Locate each line in the records below that contains the string "potted", and copy those lines.

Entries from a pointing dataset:
>> Begin
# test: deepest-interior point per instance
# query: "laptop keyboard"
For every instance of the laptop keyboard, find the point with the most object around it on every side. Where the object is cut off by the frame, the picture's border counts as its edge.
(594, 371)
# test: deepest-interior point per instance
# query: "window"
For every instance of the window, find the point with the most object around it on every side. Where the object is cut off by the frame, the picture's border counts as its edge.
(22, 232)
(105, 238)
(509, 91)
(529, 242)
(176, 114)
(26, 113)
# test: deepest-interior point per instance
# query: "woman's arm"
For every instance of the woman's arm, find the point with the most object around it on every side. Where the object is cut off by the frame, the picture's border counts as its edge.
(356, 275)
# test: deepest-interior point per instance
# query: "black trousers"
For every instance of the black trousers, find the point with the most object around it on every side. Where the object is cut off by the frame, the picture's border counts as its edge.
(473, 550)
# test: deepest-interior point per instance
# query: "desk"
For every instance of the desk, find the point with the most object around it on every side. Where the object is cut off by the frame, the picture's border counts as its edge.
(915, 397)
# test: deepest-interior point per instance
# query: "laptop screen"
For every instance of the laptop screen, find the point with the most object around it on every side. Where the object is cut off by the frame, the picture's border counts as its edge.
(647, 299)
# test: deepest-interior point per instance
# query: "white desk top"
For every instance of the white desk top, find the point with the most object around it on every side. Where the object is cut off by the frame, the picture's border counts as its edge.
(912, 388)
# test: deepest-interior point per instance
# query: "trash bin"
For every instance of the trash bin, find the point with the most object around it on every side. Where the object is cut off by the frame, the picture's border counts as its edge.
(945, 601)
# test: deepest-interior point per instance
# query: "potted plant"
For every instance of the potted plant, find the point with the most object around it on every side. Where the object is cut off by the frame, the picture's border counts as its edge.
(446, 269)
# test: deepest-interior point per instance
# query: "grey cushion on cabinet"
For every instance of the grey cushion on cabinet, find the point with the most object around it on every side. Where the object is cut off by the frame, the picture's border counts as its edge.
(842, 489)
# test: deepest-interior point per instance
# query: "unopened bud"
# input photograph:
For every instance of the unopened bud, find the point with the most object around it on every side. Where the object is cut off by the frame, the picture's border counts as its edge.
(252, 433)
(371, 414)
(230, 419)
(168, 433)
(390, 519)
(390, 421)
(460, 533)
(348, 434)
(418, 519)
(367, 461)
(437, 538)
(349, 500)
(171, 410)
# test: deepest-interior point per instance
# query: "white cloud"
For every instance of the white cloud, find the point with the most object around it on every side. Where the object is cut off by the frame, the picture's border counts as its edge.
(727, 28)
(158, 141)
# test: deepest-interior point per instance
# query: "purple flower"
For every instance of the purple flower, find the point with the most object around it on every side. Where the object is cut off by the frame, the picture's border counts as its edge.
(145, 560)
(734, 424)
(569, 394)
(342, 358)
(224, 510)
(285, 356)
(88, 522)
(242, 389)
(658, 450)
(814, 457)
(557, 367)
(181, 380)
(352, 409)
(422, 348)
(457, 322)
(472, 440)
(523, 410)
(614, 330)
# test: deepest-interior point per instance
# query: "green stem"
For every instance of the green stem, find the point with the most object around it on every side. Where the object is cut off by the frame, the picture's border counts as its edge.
>> End
Response to this task
# query: "potted plant"
For every instance of the potted plant, find the point with the most object around it on every side. Where the object is cut off by the frame, the picture's border counts as its edge.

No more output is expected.